--- Begin Selected extract ---
Monday, July 22, 2013


"The recovery in the U.S. state pension system suffered a setback in 2012 as the huge funding shortfall in a large swath of state pensions swelled more than 20 percent, interrupting two years of improvement following the devastation of the financial crisis.
The shortfall in 109 of the nation's state pension plans, which guarantee retirement for millions of public workers such as police, firefighters, and teachers rose to $834.2 billion in 2012, up from $690.3 billion the previous year, according to a new report by Wilshire Consulting, a unit of independent investment management firm Wilshire Associates.
The report highlights the uphill struggle faced by many of the state pension plans nationwide and is a reminder that financially strained state governments will have to make some tough choices in order to make up the shortfall.
It also shows state pension fund managers are continuing to up their exposure to less conventional assets such as real estate, private equity, hedge funds and commodities as they try to boost their returns and diversify away from over exposure to volatile equities."

94% of Corporate pension funds underfunded

 Chicago debt downgraded

Detroit already bankrupt, will the FED now bail out the States? VIVA the recovery!



"Dr. Richebacher persuasively argued that rising consumer price inflation was the least problematic inflationary manifestation, as it could be rectified by determined (Volcker-style) monetary tightening. Presciently, Richebacher viewed asset inflation and Bubbles as the much more dangerous inflationary strain - too easily tolerated, accommodated or even propagated.

It’s no coincidence that periods of low consumer price inflation preceded the Great Depression and the bursting of the Japanese Bubble. I would further note that consumer price inflation was relatively contained prior to the bursting of the tech and mortgage finance Bubbles. But to claim this dynamic was caused by tight monetary policy is flawed thinking. It was just the opposite.
--- End Selected extract ---
--- Begin Dataset excerpts ---
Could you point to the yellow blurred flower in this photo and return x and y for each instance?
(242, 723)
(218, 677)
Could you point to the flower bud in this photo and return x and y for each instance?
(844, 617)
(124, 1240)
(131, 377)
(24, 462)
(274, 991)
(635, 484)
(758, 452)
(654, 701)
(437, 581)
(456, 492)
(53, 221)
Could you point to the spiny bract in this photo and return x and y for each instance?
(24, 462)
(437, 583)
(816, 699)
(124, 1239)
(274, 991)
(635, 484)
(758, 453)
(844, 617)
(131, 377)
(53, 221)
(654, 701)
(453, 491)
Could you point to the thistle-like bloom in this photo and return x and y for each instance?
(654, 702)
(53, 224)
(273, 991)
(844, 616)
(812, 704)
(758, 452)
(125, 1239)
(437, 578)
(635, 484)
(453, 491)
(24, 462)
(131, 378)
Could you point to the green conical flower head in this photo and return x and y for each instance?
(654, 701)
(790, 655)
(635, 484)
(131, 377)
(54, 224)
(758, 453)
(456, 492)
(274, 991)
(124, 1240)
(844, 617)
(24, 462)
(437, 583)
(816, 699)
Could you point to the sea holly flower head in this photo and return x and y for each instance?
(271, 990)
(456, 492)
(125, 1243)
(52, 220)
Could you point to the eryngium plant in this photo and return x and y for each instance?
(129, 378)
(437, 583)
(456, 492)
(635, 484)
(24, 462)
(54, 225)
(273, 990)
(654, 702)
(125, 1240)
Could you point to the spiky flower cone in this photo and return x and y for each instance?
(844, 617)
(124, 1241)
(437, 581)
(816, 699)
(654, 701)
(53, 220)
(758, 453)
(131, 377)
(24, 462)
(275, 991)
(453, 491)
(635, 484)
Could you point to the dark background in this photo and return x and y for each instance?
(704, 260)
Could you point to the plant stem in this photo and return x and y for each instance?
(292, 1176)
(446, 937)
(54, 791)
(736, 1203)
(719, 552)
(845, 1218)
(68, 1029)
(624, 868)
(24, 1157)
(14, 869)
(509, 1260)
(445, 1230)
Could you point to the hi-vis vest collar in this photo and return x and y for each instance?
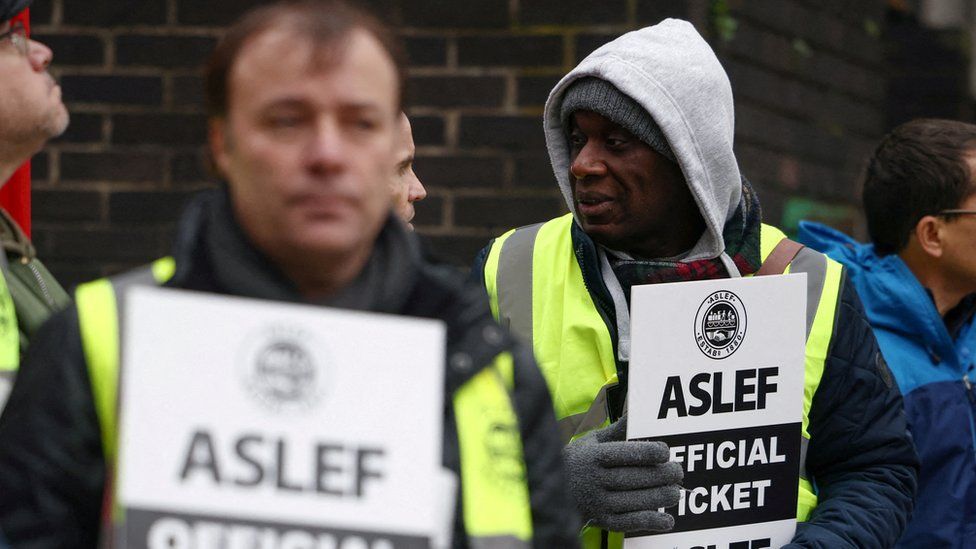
--- End Dataset excerpts ---
### To be done
Translate this sentence from the post on state pension shortfalls into Spanish: "The report highlights the uphill struggle faced by many of the state pension plans nationwide and is a reminder that financially strained state governments will have to make some tough choices in order to make up the shortfall."

### Solution to the exercise
El informe pone de relieve la dura lucha que enfrentan muchos de los planes de pensiones estatales en todo el país y es un recordatorio de que los gobiernos estatales con dificultades financieras tendrán que tomar algunas decisiones difíciles para cubrir el déficit.